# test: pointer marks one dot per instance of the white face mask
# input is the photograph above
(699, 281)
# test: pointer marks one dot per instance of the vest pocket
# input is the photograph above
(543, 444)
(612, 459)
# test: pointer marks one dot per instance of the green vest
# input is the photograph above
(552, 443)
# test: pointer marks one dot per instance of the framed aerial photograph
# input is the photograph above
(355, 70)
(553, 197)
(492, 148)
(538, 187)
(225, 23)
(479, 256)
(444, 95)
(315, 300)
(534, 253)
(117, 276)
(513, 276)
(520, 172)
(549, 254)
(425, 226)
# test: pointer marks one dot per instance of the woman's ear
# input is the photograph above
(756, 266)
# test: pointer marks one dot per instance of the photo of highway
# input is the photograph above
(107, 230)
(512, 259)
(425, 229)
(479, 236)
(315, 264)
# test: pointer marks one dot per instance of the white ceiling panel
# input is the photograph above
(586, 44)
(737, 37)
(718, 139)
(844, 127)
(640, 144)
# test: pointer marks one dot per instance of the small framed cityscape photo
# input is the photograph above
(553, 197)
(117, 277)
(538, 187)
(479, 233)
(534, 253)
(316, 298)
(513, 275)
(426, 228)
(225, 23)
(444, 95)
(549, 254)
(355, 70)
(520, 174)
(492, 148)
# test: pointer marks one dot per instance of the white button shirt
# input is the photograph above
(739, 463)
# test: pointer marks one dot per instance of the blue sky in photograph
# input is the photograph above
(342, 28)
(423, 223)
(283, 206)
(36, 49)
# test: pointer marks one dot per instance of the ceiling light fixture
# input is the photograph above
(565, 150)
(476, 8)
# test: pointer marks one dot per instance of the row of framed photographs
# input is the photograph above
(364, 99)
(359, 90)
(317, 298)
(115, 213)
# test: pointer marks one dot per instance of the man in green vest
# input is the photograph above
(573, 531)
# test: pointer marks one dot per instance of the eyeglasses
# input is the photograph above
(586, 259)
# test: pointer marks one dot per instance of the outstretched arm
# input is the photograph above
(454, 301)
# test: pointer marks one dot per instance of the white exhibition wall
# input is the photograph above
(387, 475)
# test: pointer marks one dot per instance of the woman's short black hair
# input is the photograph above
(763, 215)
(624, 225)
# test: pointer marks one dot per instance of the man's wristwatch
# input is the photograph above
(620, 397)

----------------------------------------

Task directions:
Word for word, write out each of the records shown above.

Result of the task:
# test: pointer marks one dot per instance of the white face mask
# input is the photograph above
(699, 281)
# test: pointer marks one dot per instance of the vest pocket
# input is the photograph above
(543, 444)
(612, 459)
# test: pointer marks one dot per instance of the green vest
# input is the photograph above
(552, 443)
# test: pointer marks one dot per instance of the framed aerial photograph
# input is the photograph above
(355, 70)
(553, 197)
(492, 148)
(538, 187)
(225, 23)
(479, 256)
(444, 95)
(315, 300)
(534, 253)
(117, 276)
(513, 276)
(520, 172)
(549, 254)
(425, 226)
# test: pointer marks one dot per instance of the woman's ear
# input is the photograph above
(756, 266)
# test: pointer marks one dot per instance of the photo of highway
# input is the photograph above
(107, 230)
(512, 259)
(425, 229)
(479, 236)
(315, 264)
# test: pointer marks one dot per instance of the white ceiling panel
# input is the photograph above
(586, 44)
(737, 37)
(718, 139)
(844, 127)
(640, 144)
# test: pointer marks one dot per instance of the small framed cityscape photo
# input is the photograph above
(553, 197)
(117, 277)
(538, 187)
(479, 233)
(534, 253)
(316, 298)
(513, 275)
(426, 228)
(225, 23)
(444, 95)
(549, 254)
(355, 70)
(520, 174)
(492, 148)
# test: pointer marks one dot per instance of the white button shirt
# input is the photograph above
(739, 463)
# test: pointer marks one dot per instance of the blue sky in photograph
# input is the photograph above
(342, 28)
(423, 223)
(283, 206)
(36, 49)
# test: pointer marks one dot per instance of the ceiling light fixture
# input is the photograph above
(565, 150)
(476, 8)
# test: pointer marks one dot per instance of the row of framed photographs
# input is the photograph above
(364, 99)
(359, 90)
(317, 298)
(115, 213)
# test: pointer marks one dot per instance of the man in green vest
# input is the photograph above
(573, 531)
# test: pointer marks one dot per instance of the eyeglasses
# input is the photograph above
(586, 259)
# test: pointer marks one dot per instance of the outstretched arm
# input is the photograph above
(454, 301)
# test: pointer marks one dot per instance of the white exhibition wall
# input is the photograph above
(387, 475)
# test: pointer marks one dot per instance of the woman's short black hair
# input is the photograph above
(763, 215)
(624, 225)
# test: pointer marks one dot per instance of the man's wristwatch
# input is the photograph above
(620, 397)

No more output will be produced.